-- Material shown follows --

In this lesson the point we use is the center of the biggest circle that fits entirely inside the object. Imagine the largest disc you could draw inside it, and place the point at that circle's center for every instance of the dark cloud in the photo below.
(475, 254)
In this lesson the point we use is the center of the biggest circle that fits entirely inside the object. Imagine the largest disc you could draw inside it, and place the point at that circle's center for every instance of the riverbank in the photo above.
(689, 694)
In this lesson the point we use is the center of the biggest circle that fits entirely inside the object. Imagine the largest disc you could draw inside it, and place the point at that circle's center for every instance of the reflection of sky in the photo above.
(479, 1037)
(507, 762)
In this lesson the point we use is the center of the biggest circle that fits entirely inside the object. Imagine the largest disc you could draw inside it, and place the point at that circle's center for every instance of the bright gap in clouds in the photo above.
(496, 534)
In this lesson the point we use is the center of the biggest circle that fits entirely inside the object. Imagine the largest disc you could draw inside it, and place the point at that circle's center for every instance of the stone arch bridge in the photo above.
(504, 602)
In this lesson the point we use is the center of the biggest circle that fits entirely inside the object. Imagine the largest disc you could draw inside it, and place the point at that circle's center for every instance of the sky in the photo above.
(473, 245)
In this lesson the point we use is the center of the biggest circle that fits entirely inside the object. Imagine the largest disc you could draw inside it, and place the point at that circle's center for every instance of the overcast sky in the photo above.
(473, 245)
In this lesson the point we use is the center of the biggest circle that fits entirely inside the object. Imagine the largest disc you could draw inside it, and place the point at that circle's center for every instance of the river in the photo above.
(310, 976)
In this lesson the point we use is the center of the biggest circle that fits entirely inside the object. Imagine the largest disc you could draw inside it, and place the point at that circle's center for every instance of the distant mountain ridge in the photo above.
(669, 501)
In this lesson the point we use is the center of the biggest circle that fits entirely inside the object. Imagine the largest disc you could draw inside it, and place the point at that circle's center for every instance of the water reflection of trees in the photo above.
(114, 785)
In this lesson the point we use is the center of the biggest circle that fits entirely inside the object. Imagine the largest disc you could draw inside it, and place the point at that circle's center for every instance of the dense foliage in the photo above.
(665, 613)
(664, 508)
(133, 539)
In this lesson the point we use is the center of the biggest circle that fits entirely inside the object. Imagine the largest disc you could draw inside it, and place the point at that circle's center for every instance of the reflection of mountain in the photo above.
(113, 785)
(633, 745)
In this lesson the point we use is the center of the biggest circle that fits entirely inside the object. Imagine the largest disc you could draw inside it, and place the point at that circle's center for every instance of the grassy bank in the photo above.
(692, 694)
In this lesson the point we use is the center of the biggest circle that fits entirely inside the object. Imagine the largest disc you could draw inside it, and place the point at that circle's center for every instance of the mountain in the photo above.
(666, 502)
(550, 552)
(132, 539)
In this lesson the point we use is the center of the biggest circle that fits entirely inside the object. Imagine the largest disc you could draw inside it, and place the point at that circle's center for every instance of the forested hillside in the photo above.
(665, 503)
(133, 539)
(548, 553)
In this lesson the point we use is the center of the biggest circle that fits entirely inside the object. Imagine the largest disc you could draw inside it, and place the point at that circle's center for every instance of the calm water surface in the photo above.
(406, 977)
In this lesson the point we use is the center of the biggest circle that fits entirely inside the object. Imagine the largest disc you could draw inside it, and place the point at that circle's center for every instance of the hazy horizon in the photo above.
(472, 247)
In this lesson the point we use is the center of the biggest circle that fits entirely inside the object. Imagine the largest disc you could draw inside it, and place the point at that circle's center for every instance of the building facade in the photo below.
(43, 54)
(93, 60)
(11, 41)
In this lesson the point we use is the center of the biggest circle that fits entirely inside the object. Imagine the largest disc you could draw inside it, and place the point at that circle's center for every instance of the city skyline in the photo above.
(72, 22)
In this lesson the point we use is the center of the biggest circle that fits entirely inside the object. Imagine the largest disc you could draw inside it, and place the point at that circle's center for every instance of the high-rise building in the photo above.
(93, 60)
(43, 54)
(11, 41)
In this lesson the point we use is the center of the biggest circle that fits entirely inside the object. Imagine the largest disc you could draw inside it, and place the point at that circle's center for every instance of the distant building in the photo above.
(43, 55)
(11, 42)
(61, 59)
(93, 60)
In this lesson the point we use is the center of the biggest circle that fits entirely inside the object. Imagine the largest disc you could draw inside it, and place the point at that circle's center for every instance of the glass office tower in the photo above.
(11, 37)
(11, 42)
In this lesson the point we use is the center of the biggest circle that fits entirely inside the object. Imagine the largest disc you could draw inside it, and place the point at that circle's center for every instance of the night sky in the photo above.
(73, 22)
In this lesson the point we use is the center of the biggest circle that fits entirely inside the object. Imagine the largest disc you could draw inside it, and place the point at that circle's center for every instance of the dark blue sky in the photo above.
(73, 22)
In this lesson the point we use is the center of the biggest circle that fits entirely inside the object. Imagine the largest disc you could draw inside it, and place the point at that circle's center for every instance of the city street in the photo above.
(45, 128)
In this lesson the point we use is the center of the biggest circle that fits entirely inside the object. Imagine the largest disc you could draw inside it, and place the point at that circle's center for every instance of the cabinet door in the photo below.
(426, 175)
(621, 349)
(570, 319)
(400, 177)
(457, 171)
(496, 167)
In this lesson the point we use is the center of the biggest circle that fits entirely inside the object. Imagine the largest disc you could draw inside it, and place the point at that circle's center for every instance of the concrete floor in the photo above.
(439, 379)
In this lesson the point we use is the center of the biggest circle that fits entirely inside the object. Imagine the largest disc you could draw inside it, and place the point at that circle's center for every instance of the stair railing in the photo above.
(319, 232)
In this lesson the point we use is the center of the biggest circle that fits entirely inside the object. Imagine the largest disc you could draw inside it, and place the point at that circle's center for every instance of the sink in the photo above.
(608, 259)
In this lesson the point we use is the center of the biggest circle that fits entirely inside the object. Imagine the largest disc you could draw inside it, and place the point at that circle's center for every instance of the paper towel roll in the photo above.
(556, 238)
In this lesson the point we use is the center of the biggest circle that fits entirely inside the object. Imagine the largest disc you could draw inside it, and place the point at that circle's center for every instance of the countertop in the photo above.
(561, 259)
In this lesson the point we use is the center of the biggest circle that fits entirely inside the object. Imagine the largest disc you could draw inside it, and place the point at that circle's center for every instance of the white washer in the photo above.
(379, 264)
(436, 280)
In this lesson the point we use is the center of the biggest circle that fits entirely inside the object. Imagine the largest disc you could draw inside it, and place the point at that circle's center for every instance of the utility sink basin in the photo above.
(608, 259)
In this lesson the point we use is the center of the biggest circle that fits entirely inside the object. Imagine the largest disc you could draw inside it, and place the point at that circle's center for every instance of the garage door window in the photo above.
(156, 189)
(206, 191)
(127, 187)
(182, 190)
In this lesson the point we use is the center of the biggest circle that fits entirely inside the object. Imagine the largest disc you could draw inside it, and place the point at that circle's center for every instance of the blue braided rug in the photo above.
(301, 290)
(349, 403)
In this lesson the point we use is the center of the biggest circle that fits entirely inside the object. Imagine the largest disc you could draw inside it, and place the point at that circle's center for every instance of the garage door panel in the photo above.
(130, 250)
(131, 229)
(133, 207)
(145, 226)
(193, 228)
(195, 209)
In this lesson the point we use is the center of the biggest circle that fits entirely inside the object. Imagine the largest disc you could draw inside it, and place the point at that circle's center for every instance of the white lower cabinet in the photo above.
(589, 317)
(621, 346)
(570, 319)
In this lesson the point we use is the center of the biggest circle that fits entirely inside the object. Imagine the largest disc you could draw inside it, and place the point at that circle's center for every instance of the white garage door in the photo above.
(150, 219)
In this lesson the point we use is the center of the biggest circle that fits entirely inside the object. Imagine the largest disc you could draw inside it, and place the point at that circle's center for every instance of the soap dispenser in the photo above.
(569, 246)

-- Material shown concluded --

Work order —
Line by line, copy the data above exactly as it reads.

Answer to this problem —
In this lesson the point we use is the center of the biggest circle that fits entirely inside the object. Imagine the largest disc you could draw inside it, and place the point at that circle's center for every instance of the dark cloud in the photo below.
(475, 254)
In this lesson the point we use is the center of the biggest circle that fits entirely inside the object. Imagine the largest disc you could draw inside it, and place the point at that circle's center for every instance of the riverbank in the photo above.
(689, 694)
In this lesson the point we use is the center of the biggest circle that fits entirely inside the object. Imagine the largest disc you could draw inside it, and place the point at that circle's center for every instance of the reflection of sky in the photo above.
(479, 1037)
(507, 762)
In this lesson the point we use is the center of the biggest circle that fits entirely inside the object. Imagine the largest disc you could draw inside it, and place the point at that circle's center for every instance of the bright gap in clouds in the photo above.
(496, 534)
In this lesson the point we use is the center of the biggest circle that fits entirely inside the object. Imagine the largest disc you could draw inside it, and place the point at that circle's center for every instance of the stone arch bridge in the photo above.
(504, 602)
In this lesson the point we use is the center of the biggest circle that fits entirely inside the object. Imagine the largest disc you could draw inside it, and place the point at that circle's center for every instance of the sky in the photo above.
(473, 245)
In this lesson the point we use is the center of the biggest circle that fits entirely inside the object. Imagine the largest disc you could draw inside it, and place the point at that circle's center for every instance of the overcast sky in the photo above.
(473, 245)
In this lesson the point we use is the center of the biggest circle that fits entirely inside the object. Imagine the largest disc you could draw inside it, and place the point at that circle's center for every instance of the river in the photo above.
(310, 976)
In this lesson the point we use is the center of the biggest circle that fits entirely inside the object. Imagine the largest disc you could draw inside it, and place the point at that circle's center for every instance of the distant mountain ridge in the photo above.
(669, 501)
In this lesson the point we use is the center of the biggest circle that fits entirely inside the object. Imagine the largest disc you could draw inside it, and place the point at that circle's center for every instance of the water reflection of trees in the photo above.
(114, 785)
In this lesson the point we use is the center of the biggest circle that fits entirely inside the object. Imagine the largest disc you could draw inside it, and place the point at that circle's center for every instance of the dense foliage in the photo above.
(665, 613)
(664, 508)
(133, 539)
In this lesson the point we use is the center of the biggest circle that fits entirely inside the object. Imagine the largest disc you could draw inside it, and place the point at that circle's center for every instance of the reflection of mountain in the photo above.
(113, 785)
(633, 745)
In this lesson the point we use is the center of the biggest circle that fits entirely inside the object. Imagine the largest disc you could draw inside it, and place the point at that circle's center for every instance of the grassy bank in the photo above.
(692, 694)
In this lesson the point we use is the center of the biggest circle that fits entirely inside the object. Imagine the largest disc you could draw inside it, and place the point at that circle's center for every instance of the mountain in the photo above.
(666, 502)
(550, 552)
(132, 539)
In this lesson the point we use is the center of the biggest circle that fits entirely inside the object. Imagine the largest disc you could draw inside it, and place the point at that circle's center for every instance of the forested hillside in the photo above.
(665, 503)
(133, 539)
(548, 553)
In this lesson the point we use is the center of the biggest circle that fits entirely inside the object. Imagine the largest disc you could draw inside it, and place the point at that circle's center for every instance of the calm water surface in the photo above.
(406, 977)
In this lesson the point we use is the center of the biggest circle that fits entirely inside the object. Imagine the largest disc you could draw inside it, and place the point at that circle's center for every instance of the hazy horizon in the photo above.
(472, 247)
In this lesson the point we use is the center of the biggest circle that fits entirely inside the object. Imagine the largest disc you could draw inside it, and place the point at that circle's center for every instance of the building facade in the photo below.
(43, 54)
(93, 60)
(11, 41)
In this lesson the point we use is the center of the biggest circle that fits entirely inside the object. Imagine the largest disc you could draw inside it, and place the point at that circle's center for every instance of the city skyline in the photo above.
(72, 22)
In this lesson the point we use is the center of the biggest circle that fits entirely inside the object. Imagine the largest disc you could draw inside it, and place the point at that circle's center for every instance of the high-rise building in the photo above.
(93, 60)
(43, 54)
(11, 41)
In this lesson the point we use is the center of the biggest circle that fits entirely inside the object. Imagine the largest disc you could draw inside it, and place the point at that circle's center for every instance of the distant building in the photo above.
(43, 55)
(11, 42)
(61, 59)
(93, 60)
In this lesson the point we use is the center of the biggest circle that fits entirely inside the object. Imagine the largest disc you could draw inside it, and place the point at that circle's center for every instance of the glass office tower in the photo above.
(11, 37)
(11, 42)
In this lesson the point we use is the center of the biggest circle that fits entirely inside the object. Imagine the largest disc you could draw inside it, and place the point at that circle's center for every instance of the night sky in the photo above.
(73, 22)
In this lesson the point we use is the center of the biggest circle that fits entirely inside the object. Imagine the largest disc you could draw inside it, and place the point at that circle's center for every instance of the dark blue sky in the photo above.
(73, 22)
In this lesson the point we use is the center of the biggest circle that fits entirely inside the object. Imagine the largest disc you could draw inside it, and place the point at that circle's center for every instance of the city street in the photo above.
(45, 128)
In this lesson the point we use is the center of the biggest circle that fits entirely inside the object. Imagine the largest disc you could draw inside it, and place the point at that circle's center for every instance of the cabinet door in the photo below.
(426, 175)
(621, 349)
(570, 319)
(400, 177)
(457, 171)
(496, 167)
In this lesson the point we use is the center of the biggest circle that fits entirely inside the object. Imagine the largest disc you could draw inside it, and place the point at that circle's center for every instance of the concrete floor in the photo above.
(439, 379)
In this lesson the point we use is the center of the biggest circle that fits entirely inside the object. Imagine the largest disc you could draw inside it, and place the point at that circle's center for every instance of the stair railing in the photo above.
(319, 232)
In this lesson the point we use is the center of the biggest circle that fits entirely inside the object. Imagine the largest disc you could draw inside it, and place the point at that circle's center for every instance of the sink in the photo above.
(608, 259)
In this lesson the point we use is the center of the biggest circle that fits entirely inside the object. Imagine the largest disc you could draw inside it, and place the point at that circle's center for every instance of the paper towel roll in the photo above.
(556, 238)
In this lesson the point we use is the center of the biggest circle that fits entirely inside the object. Imagine the largest disc you could draw inside it, and place the point at that circle's center for every instance of the countertop in the photo above.
(561, 259)
In this lesson the point we use is the center of the biggest circle that fits entirely inside the object. Imagine the largest disc you could draw inside it, and place the point at that circle's center for every instance of the white washer in the photo above.
(379, 264)
(436, 280)
In this lesson the point we use is the center of the biggest circle that fits entirely inside the object. Imagine the largest disc you could draw inside it, and place the point at that circle's center for every instance of the utility sink basin in the photo above.
(608, 259)
In this lesson the point we use is the center of the biggest circle that fits entirely inside the object. Imagine the largest disc you could draw inside it, and place the point at that circle's center for every instance of the garage door window in the photo above.
(156, 189)
(206, 191)
(127, 187)
(182, 190)
In this lesson the point we use is the center of the biggest circle that fits entirely inside the object. Imagine the largest disc you could draw inside it, and place the point at that circle's center for every instance of the blue braided rug in the photo above.
(301, 290)
(349, 403)
In this lesson the point we use is the center of the biggest circle that fits entirely inside the object. Imagine the largest disc you could draw inside it, and place the point at that circle's center for every instance of the garage door panel in the photo above.
(130, 250)
(131, 229)
(133, 207)
(145, 226)
(193, 228)
(195, 209)
In this lesson the point we use is the center of the biggest circle that fits entirely inside the object. Imagine the largest disc you could draw inside it, and place the point at that circle's center for every instance of the white lower cabinet in the photo above.
(589, 317)
(621, 346)
(570, 319)
In this lesson the point we use is the center of the biggest circle that fits entirely inside the object. Imagine the largest disc you could draw inside it, and place the point at that circle's center for every instance of the white garage door in the photo above.
(150, 219)
In this lesson the point we use is the center of the biggest circle that fits entirely inside the object. Imagine the largest disc you could draw inside it, and place the point at that circle's center for every instance of the soap dispenser in the photo above.
(569, 246)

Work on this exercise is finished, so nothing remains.